Extract provided →
Just saying, it could be a bang, and it could be a bust...

But it is something to watch. 

Crafting profesions. How to set priority for MOP... Part THREE Inscription

Crafting profesions. How to set priority for MOP... Part THREE Inscription

Personnaly I an not fond of the glyph business, though many players I whose blogs I read do not share my opinion.  Actually, this has in many ways been one of the pinnacle professions for some of the most fiercer theory crafting and business marketing strategies I have ever seen.

Okay, its not that bad, and I am going to tell you first why this is not my favorite.   I will put up the negative points IMO first instead of the positive ones.

Inscription, why not to prioritize it:
  1. HUGE inventory management, lots of herbs, pigments, inks, glyphs, fortune cards, relics and stuff.  It requires massive addon savy and/or on demand crafting and/or huge storage space available to really branch into the full spectrum of the market.
  2. It does not have the staying power in the broad scope like JC and enchanting
  3. MINDLESS HOURS OF MILLING HERBS, followe by extended AFK crafting of pigments into inks
  4. The uncommon inks lose value after the initial rush in current levels and become a waste byproduct of the profession.  Having a any part of the manufacturing that is waste, is just that, it is a waste, or it eats up your time in ways that could be more gold productive.  I am talking about the uncommon inks from pre cata herbs.
  5. Since it is has been such a huge money maker historically, it is well documented and very tough competition with people that hang on to an old broken money maker hoping it will get big again.  (it well get big again, keep reading)
  6. I JUST DONT LIKE IT, compared to other options at least.  In a way it is like JC that it can move massive volumes for minimal profit margins, which is a comparable net gain, however, I prefer medium/medium (medium volume and medium profits)
  7. Massive Barrier to entry on the glyphs... it takes a lot of months to get all the research done to learn all the glyphs, yeah it will be a lot of MONTHS.. you will not likely ever be able to reasonably speed this up with the books from wrath content, there will never be more than a few on any AH and the prices are likely going to be steep.. YMMV
I guess the last point really says all that needs to be said on my take for inscription, however, read on and get some insight to why I put it as #3 and not lower in my priority list.
  1. Darkmoon trinkets!  We are still waiting on more crafting information to be finalized, but I think it is a safe bet that they will be back again and they will be good.

Aim A → Change "green tree" to "leafy tree" in the rows, starting with the line with "the green tree" and going on through the end of the rows, and give back only those lines with nothing else altered.

Given data →

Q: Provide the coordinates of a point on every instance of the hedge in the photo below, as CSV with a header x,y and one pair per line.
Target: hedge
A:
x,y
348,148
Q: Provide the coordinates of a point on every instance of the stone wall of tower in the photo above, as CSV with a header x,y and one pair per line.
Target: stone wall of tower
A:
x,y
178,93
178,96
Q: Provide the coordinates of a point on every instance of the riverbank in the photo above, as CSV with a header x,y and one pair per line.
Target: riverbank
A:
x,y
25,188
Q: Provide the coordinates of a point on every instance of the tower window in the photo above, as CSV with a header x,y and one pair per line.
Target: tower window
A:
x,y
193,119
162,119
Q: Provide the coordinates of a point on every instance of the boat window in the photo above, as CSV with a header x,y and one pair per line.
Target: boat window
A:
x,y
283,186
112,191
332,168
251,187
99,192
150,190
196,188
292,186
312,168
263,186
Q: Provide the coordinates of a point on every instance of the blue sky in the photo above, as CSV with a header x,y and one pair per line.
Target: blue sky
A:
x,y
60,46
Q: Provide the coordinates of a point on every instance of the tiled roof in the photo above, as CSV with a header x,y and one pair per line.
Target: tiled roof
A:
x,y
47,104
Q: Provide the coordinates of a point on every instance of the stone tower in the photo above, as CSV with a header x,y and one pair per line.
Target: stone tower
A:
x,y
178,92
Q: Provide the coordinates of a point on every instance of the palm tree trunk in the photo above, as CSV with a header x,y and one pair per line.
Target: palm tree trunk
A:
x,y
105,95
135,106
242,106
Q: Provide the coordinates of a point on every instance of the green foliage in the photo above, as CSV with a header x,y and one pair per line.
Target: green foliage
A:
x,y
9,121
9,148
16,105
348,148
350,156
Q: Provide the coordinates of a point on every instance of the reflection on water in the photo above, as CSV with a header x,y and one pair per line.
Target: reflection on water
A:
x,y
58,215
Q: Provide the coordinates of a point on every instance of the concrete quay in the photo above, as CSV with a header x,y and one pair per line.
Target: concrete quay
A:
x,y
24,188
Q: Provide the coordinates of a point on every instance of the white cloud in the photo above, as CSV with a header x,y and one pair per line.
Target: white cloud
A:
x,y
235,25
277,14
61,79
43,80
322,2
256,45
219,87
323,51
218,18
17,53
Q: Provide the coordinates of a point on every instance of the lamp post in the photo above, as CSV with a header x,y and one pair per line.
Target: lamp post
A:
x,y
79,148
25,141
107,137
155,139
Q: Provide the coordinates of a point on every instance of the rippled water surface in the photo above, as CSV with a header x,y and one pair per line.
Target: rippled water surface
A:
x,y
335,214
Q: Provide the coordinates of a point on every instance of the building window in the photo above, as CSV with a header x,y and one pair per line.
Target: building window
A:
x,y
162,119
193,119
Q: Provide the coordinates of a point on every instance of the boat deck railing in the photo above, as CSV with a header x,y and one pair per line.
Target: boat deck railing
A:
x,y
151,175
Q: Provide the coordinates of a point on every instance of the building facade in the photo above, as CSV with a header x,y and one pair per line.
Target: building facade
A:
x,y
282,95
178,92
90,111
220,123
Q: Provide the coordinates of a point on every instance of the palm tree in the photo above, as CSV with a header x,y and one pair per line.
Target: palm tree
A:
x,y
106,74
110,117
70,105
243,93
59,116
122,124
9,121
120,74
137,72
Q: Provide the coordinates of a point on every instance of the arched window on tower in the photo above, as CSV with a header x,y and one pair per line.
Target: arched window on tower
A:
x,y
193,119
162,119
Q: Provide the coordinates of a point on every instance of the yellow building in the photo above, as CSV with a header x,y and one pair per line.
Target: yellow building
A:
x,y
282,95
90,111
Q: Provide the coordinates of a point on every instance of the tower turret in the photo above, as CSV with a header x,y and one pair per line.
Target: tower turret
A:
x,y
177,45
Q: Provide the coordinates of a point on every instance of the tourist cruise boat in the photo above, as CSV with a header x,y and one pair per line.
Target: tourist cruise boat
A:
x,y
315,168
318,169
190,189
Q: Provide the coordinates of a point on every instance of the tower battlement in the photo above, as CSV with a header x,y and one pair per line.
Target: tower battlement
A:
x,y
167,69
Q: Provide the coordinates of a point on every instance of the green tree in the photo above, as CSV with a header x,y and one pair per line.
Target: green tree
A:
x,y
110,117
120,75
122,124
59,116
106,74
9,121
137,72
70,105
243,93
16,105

Aim B → Repeat word for word the part of the post on crafting professions starting with "Inscription, why not" and going on through "pre cata herbs.".

Reply A →
Q: Provide the coordinates of a point on every instance of the leafy tree in the photo above, as CSV with a header x,y and one pair per line.
Target: leafy tree
A:
x,y
110,117
120,75
122,124
59,116
106,74
9,121
137,72
70,105
243,93
16,105

Reply B →
Inscription, why not to prioritize it:
  1. HUGE inventory management, lots of herbs, pigments, inks, glyphs, fortune cards, relics and stuff.  It requires massive addon savy and/or on demand crafting and/or huge storage space available to really branch into the full spectrum of the market.
  2. It does not have the staying power in the broad scope like JC and enchanting
  3. MINDLESS HOURS OF MILLING HERBS, followe by extended AFK crafting of pigments into inks
  4. The uncommon inks lose value after the initial rush in current levels and become a waste byproduct of the profession.  Having a any part of the manufacturing that is waste, is just that, it is a waste, or it eats up your time in ways that could be more gold productive.  I am talking about the uncommon inks from pre cata herbs.